» **Texto**:
Lou Reed. David Bowie. Sex Pistols. Iggy Pop. Todas referências musicais sempre presentes no universo de Ian. É nesse contexto, durante um show, que se relaciona com Deborah, aquela que será sua esposa. O amor poderá destruir? O romance é impulsivo – como quase tudo na vida do artista – e carregado de emotiva paixão num colapso de sentimentos desenvoltos com aflição, algo que predomina e domina a angustiada narrativa. “Vamos isto! Vamos aquilo!”; Debbie apenas consente, demonstrando em poucos diálogos como fora seu relacionamento, concordando com as decisões prematuras de seu cônjuge.

Nesse meio de encontros, a rápida formação da banda. De Warsaw – nome anterior – à icônica Joy Division. O primeiro show. Do rádio à transmissão ao vivo. O ritmo das conquistas dão o tom e Ian, pouco a pouco, se transforma na referência lembrada até hoje. O lúgubre preto-e-branco do fotógrafo Martin Ruhe é climático e tem função importante de criar sensação de opressão, de irrefutável melancolia, ofertando ao espectador a constante sensibilidade de seu enigmático protagonista nos distintos tons de cinza que evoca em cada quadro. A obra busca o tempo inteiro transmitir tal impressão.

[Dados de apontamento baseados em imagens]
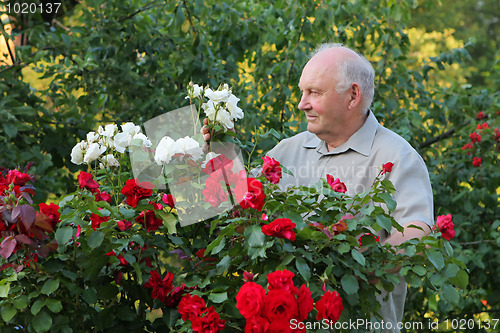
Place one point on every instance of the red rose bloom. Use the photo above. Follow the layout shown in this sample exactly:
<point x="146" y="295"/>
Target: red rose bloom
<point x="271" y="169"/>
<point x="97" y="220"/>
<point x="161" y="287"/>
<point x="251" y="194"/>
<point x="86" y="181"/>
<point x="208" y="322"/>
<point x="387" y="167"/>
<point x="191" y="306"/>
<point x="51" y="211"/>
<point x="279" y="305"/>
<point x="250" y="299"/>
<point x="446" y="226"/>
<point x="124" y="225"/>
<point x="336" y="184"/>
<point x="329" y="306"/>
<point x="480" y="115"/>
<point x="16" y="177"/>
<point x="102" y="196"/>
<point x="257" y="324"/>
<point x="475" y="137"/>
<point x="305" y="303"/>
<point x="169" y="200"/>
<point x="149" y="220"/>
<point x="281" y="228"/>
<point x="282" y="280"/>
<point x="360" y="240"/>
<point x="135" y="191"/>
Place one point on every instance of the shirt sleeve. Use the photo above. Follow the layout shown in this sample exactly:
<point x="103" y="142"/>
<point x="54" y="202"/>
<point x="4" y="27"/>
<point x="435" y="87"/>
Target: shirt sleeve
<point x="413" y="193"/>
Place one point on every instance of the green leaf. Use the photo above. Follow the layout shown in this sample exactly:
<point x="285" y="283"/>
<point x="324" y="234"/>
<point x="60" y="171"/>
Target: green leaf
<point x="95" y="239"/>
<point x="303" y="268"/>
<point x="218" y="297"/>
<point x="4" y="290"/>
<point x="451" y="294"/>
<point x="384" y="222"/>
<point x="54" y="305"/>
<point x="359" y="257"/>
<point x="349" y="284"/>
<point x="8" y="312"/>
<point x="63" y="235"/>
<point x="436" y="258"/>
<point x="42" y="322"/>
<point x="50" y="286"/>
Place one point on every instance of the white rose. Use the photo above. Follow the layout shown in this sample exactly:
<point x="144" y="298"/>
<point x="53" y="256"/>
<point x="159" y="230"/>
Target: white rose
<point x="189" y="146"/>
<point x="92" y="137"/>
<point x="217" y="96"/>
<point x="164" y="150"/>
<point x="145" y="141"/>
<point x="109" y="161"/>
<point x="93" y="152"/>
<point x="122" y="141"/>
<point x="235" y="111"/>
<point x="131" y="128"/>
<point x="77" y="152"/>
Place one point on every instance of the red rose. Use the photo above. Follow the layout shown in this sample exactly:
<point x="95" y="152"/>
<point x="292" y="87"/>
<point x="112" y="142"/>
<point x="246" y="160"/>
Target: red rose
<point x="280" y="326"/>
<point x="191" y="306"/>
<point x="271" y="169"/>
<point x="336" y="184"/>
<point x="124" y="225"/>
<point x="446" y="226"/>
<point x="282" y="280"/>
<point x="257" y="324"/>
<point x="214" y="193"/>
<point x="97" y="220"/>
<point x="329" y="306"/>
<point x="161" y="287"/>
<point x="480" y="115"/>
<point x="208" y="322"/>
<point x="102" y="196"/>
<point x="387" y="167"/>
<point x="251" y="194"/>
<point x="51" y="211"/>
<point x="305" y="303"/>
<point x="169" y="200"/>
<point x="475" y="137"/>
<point x="135" y="191"/>
<point x="279" y="305"/>
<point x="281" y="228"/>
<point x="86" y="181"/>
<point x="250" y="299"/>
<point x="149" y="220"/>
<point x="360" y="240"/>
<point x="16" y="177"/>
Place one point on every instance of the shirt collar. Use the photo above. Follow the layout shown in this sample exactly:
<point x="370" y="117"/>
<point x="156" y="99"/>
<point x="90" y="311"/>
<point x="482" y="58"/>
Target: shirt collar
<point x="361" y="141"/>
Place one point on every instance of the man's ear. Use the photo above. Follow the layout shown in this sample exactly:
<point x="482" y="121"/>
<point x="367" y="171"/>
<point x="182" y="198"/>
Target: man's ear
<point x="354" y="96"/>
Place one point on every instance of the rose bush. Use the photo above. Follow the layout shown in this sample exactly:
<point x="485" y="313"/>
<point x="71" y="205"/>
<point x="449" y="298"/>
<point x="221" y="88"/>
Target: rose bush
<point x="113" y="254"/>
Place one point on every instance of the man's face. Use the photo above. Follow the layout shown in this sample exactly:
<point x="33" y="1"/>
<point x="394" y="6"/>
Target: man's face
<point x="325" y="109"/>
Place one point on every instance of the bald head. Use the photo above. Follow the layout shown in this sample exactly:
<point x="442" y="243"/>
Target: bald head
<point x="346" y="67"/>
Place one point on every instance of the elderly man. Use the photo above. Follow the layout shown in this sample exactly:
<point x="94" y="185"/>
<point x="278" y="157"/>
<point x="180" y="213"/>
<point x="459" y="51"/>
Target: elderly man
<point x="345" y="140"/>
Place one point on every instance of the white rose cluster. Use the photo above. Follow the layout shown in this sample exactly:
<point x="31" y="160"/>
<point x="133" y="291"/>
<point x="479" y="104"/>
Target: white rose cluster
<point x="107" y="137"/>
<point x="221" y="106"/>
<point x="168" y="147"/>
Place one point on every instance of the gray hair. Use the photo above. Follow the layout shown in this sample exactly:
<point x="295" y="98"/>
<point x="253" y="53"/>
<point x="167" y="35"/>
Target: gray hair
<point x="354" y="69"/>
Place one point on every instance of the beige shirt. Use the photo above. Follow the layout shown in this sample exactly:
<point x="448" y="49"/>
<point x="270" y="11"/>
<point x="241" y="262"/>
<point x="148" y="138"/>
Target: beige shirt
<point x="357" y="163"/>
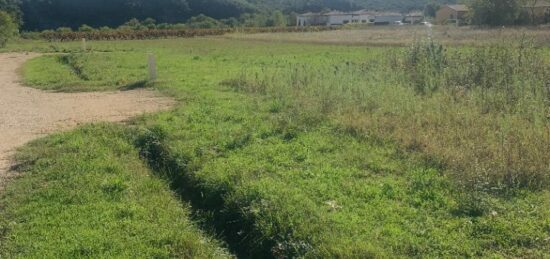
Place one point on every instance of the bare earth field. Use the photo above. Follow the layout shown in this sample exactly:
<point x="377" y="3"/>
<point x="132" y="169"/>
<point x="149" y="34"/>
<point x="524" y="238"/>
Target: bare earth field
<point x="26" y="113"/>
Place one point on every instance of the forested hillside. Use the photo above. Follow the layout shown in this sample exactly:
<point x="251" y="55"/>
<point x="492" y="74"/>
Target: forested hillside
<point x="48" y="14"/>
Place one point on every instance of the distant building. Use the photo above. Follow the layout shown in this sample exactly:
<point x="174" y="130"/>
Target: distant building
<point x="414" y="18"/>
<point x="335" y="18"/>
<point x="538" y="11"/>
<point x="452" y="14"/>
<point x="387" y="18"/>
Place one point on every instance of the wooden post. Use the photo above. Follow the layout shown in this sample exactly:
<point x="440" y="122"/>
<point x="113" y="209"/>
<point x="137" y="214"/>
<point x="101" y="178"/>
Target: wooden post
<point x="84" y="47"/>
<point x="152" y="68"/>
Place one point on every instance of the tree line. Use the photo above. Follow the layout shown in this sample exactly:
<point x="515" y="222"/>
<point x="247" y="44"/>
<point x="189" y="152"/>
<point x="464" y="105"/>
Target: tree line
<point x="35" y="15"/>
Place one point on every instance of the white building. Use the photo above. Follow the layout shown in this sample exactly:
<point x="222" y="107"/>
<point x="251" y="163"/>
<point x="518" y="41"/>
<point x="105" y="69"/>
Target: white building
<point x="334" y="18"/>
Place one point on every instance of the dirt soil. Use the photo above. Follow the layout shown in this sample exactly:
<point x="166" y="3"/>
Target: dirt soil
<point x="27" y="113"/>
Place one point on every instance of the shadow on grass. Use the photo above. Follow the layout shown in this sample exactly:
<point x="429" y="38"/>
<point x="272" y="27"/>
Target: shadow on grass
<point x="137" y="85"/>
<point x="209" y="206"/>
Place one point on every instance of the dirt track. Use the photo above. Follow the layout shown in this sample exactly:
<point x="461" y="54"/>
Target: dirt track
<point x="27" y="113"/>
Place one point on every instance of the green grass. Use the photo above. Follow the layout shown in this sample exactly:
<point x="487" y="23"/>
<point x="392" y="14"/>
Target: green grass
<point x="87" y="194"/>
<point x="284" y="171"/>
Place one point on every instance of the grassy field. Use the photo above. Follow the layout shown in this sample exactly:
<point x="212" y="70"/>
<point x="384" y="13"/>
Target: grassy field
<point x="87" y="194"/>
<point x="311" y="150"/>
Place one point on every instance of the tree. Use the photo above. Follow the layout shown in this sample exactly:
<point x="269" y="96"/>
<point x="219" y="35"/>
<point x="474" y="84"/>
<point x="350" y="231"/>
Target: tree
<point x="12" y="8"/>
<point x="494" y="12"/>
<point x="430" y="9"/>
<point x="531" y="6"/>
<point x="8" y="28"/>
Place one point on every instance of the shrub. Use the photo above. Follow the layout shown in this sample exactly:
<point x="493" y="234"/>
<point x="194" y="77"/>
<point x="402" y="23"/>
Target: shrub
<point x="8" y="28"/>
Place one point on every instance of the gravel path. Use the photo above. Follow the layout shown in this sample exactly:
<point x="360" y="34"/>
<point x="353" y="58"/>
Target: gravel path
<point x="27" y="113"/>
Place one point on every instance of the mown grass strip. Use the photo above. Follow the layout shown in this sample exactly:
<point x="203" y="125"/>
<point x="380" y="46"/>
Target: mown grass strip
<point x="87" y="194"/>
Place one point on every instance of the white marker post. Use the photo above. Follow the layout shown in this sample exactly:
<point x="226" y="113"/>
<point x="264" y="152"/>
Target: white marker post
<point x="84" y="47"/>
<point x="152" y="68"/>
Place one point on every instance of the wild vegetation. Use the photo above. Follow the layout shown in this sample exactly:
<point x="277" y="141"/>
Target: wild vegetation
<point x="174" y="32"/>
<point x="41" y="15"/>
<point x="87" y="194"/>
<point x="311" y="150"/>
<point x="8" y="28"/>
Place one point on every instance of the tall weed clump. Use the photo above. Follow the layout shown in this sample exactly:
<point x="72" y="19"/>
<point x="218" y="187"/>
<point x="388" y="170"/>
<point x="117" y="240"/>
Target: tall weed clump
<point x="497" y="130"/>
<point x="482" y="113"/>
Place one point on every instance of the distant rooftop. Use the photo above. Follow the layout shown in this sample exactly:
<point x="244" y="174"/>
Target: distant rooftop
<point x="459" y="7"/>
<point x="360" y="12"/>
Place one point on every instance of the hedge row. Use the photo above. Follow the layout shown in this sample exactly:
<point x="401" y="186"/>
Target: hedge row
<point x="165" y="33"/>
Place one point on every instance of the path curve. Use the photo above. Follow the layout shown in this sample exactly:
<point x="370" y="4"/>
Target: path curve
<point x="27" y="113"/>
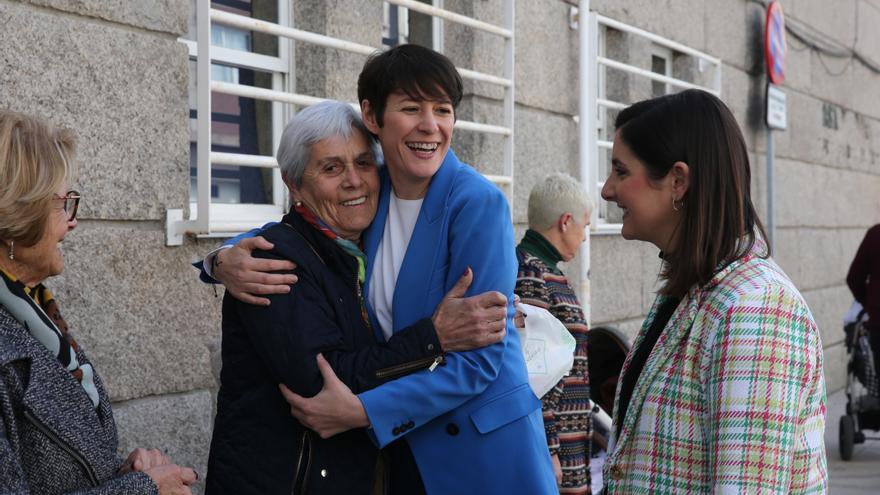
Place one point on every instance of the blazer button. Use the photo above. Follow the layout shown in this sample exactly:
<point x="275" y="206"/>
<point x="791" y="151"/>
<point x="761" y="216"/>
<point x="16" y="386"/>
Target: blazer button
<point x="617" y="472"/>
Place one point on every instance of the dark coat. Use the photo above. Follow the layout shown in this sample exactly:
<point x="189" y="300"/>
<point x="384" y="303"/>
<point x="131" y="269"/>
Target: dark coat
<point x="52" y="439"/>
<point x="258" y="447"/>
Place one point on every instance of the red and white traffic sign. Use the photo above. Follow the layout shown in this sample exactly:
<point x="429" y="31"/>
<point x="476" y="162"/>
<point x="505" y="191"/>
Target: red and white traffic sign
<point x="774" y="43"/>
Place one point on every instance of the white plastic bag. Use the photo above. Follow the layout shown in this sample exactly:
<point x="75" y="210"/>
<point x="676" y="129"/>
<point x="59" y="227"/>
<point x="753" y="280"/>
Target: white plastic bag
<point x="548" y="348"/>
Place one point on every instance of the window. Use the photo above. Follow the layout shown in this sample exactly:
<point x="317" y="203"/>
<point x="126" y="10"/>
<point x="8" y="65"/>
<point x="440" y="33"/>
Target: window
<point x="629" y="63"/>
<point x="241" y="194"/>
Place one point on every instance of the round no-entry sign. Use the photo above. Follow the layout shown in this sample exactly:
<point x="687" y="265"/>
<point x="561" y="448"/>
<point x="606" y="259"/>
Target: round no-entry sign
<point x="774" y="43"/>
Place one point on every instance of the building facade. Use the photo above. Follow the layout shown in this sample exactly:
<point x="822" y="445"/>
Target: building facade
<point x="121" y="74"/>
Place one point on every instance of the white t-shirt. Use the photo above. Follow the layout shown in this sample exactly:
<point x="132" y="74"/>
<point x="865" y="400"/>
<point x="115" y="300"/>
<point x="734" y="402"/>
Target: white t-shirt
<point x="399" y="224"/>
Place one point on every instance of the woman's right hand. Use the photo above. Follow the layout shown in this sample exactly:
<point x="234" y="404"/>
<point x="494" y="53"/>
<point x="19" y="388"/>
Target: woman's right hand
<point x="246" y="277"/>
<point x="466" y="323"/>
<point x="172" y="479"/>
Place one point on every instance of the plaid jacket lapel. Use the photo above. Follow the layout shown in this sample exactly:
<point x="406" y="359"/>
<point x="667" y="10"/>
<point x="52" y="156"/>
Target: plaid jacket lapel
<point x="675" y="330"/>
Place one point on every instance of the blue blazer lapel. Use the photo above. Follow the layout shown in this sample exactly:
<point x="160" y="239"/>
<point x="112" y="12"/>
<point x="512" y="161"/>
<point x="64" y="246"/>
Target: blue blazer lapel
<point x="372" y="237"/>
<point x="427" y="242"/>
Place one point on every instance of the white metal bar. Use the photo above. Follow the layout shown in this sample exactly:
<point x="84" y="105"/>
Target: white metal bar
<point x="614" y="64"/>
<point x="466" y="125"/>
<point x="614" y="105"/>
<point x="244" y="160"/>
<point x="265" y="94"/>
<point x="252" y="24"/>
<point x="588" y="54"/>
<point x="453" y="17"/>
<point x="239" y="58"/>
<point x="678" y="47"/>
<point x="437" y="28"/>
<point x="509" y="94"/>
<point x="479" y="76"/>
<point x="588" y="29"/>
<point x="203" y="116"/>
<point x="499" y="179"/>
<point x="305" y="100"/>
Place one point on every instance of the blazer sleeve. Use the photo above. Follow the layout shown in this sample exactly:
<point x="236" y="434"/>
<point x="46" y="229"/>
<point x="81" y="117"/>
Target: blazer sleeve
<point x="289" y="334"/>
<point x="765" y="395"/>
<point x="532" y="289"/>
<point x="480" y="237"/>
<point x="200" y="265"/>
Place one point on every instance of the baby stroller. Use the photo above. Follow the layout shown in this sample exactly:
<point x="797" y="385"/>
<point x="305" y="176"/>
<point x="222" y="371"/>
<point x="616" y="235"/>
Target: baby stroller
<point x="862" y="389"/>
<point x="607" y="351"/>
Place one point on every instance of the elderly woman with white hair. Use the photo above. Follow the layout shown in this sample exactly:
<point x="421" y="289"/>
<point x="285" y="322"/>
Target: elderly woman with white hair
<point x="57" y="433"/>
<point x="328" y="162"/>
<point x="559" y="214"/>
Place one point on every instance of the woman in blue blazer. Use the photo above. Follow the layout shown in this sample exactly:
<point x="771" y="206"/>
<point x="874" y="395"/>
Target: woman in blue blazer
<point x="471" y="420"/>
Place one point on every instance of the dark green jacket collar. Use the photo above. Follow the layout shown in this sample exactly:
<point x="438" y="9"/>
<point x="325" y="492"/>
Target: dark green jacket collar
<point x="538" y="245"/>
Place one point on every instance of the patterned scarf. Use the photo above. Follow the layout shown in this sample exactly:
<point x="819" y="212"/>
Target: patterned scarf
<point x="36" y="309"/>
<point x="347" y="246"/>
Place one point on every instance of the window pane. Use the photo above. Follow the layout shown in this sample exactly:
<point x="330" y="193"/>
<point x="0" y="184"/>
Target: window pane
<point x="237" y="39"/>
<point x="238" y="125"/>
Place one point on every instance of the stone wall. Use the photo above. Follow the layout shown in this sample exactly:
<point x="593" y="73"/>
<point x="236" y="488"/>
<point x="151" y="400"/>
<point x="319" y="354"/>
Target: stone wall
<point x="115" y="73"/>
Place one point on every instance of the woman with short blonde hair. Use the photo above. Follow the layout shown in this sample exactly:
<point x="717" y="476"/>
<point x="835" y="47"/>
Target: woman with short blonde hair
<point x="57" y="433"/>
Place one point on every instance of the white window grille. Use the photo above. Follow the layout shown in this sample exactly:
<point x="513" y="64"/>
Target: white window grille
<point x="658" y="68"/>
<point x="208" y="217"/>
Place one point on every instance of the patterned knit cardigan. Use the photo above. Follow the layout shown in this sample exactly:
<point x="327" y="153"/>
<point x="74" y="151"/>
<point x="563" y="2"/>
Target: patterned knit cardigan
<point x="732" y="398"/>
<point x="52" y="439"/>
<point x="565" y="408"/>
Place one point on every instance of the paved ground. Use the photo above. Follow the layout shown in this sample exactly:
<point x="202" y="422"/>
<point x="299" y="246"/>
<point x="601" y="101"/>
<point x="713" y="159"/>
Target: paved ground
<point x="859" y="475"/>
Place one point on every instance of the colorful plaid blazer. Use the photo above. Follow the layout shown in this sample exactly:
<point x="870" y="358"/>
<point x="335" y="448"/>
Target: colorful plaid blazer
<point x="732" y="397"/>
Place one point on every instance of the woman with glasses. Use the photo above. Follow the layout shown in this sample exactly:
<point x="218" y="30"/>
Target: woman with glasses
<point x="57" y="433"/>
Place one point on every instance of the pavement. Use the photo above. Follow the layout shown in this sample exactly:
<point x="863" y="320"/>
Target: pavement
<point x="859" y="475"/>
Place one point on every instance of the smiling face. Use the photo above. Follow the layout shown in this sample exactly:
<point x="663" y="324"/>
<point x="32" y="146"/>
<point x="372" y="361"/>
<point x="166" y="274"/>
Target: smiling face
<point x="415" y="138"/>
<point x="646" y="203"/>
<point x="341" y="184"/>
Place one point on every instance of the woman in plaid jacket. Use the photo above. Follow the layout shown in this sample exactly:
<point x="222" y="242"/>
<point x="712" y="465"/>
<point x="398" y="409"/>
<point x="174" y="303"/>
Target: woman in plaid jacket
<point x="723" y="391"/>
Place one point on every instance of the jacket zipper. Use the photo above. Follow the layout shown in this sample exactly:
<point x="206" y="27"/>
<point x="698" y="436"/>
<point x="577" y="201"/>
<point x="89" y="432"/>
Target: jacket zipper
<point x="364" y="315"/>
<point x="90" y="472"/>
<point x="402" y="369"/>
<point x="305" y="443"/>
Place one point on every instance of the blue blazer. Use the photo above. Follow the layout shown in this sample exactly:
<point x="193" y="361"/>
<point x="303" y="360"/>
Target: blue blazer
<point x="474" y="425"/>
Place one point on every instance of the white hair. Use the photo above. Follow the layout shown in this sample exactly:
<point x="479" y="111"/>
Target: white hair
<point x="557" y="194"/>
<point x="316" y="123"/>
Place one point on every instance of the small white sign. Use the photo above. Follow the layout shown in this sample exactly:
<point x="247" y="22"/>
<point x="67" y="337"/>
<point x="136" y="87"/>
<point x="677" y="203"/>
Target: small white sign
<point x="777" y="109"/>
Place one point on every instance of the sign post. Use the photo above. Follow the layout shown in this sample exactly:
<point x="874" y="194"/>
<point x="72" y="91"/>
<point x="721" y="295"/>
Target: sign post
<point x="776" y="108"/>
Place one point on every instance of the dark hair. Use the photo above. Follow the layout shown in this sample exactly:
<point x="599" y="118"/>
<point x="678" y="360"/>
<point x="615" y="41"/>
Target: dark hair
<point x="718" y="222"/>
<point x="419" y="72"/>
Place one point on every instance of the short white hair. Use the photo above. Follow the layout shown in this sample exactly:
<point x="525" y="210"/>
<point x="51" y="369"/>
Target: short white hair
<point x="558" y="193"/>
<point x="316" y="123"/>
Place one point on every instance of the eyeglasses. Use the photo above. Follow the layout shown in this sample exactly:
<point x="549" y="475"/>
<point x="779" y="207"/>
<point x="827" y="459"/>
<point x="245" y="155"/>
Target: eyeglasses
<point x="71" y="203"/>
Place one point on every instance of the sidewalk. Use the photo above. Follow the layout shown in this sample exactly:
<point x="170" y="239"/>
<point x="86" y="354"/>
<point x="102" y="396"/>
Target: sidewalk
<point x="859" y="475"/>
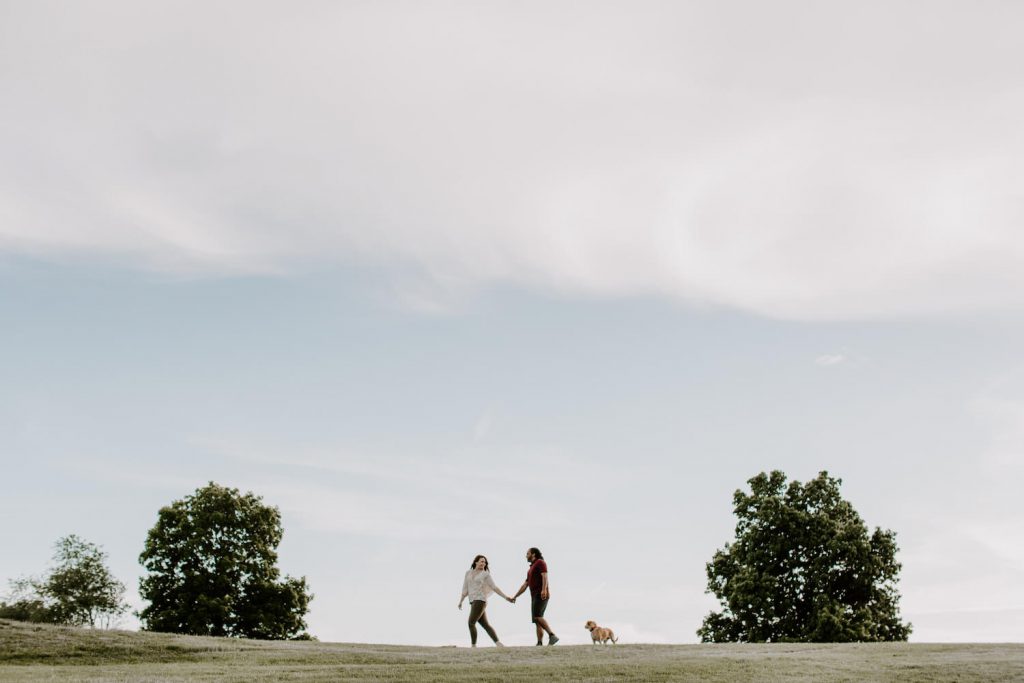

» **Detalhes do exercício**: Transcreva do texto sobre a Joy Division tudo o que vai desde "Lou Reed. David" até "de seu cônjuge.". Os registros não têm relação com o texto sobre a Joy Division.

» **Solução da tarefa**:
Lou Reed. David Bowie. Sex Pistols. Iggy Pop. Todas referências musicais sempre presentes no universo de Ian. É nesse contexto, durante um show, que se relaciona com Deborah, aquela que será sua esposa. O amor poderá destruir? O romance é impulsivo – como quase tudo na vida do artista – e carregado de emotiva paixão num colapso de sentimentos desenvoltos com aflição, algo que predomina e domina a angustiada narrativa. “Vamos isto! Vamos aquilo!”; Debbie apenas consente, demonstrando em poucos diálogos como fora seu relacionamento, concordando com as decisões prematuras de seu cônjuge.